(Stored data entries)
--

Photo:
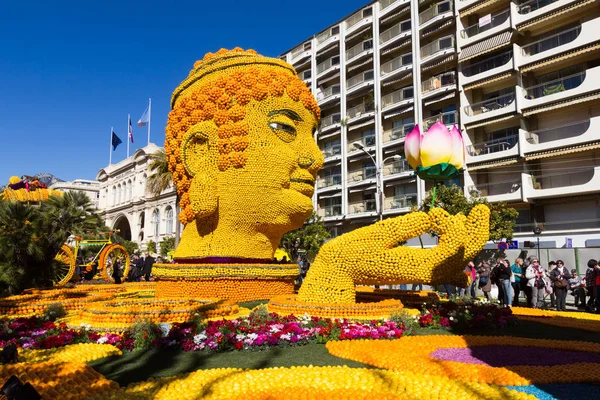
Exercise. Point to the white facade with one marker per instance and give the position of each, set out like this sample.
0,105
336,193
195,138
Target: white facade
90,188
125,204
520,78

--

## Work to be completed
From the line holding "Exercise. Point to" down to the final line above, quote every line exactly and only those lines.

## Result
Exercise. Point to the white facade with one marker per instance and give the position of each, set out like this sample.
0,105
336,193
195,138
Target: white facade
90,188
125,204
520,78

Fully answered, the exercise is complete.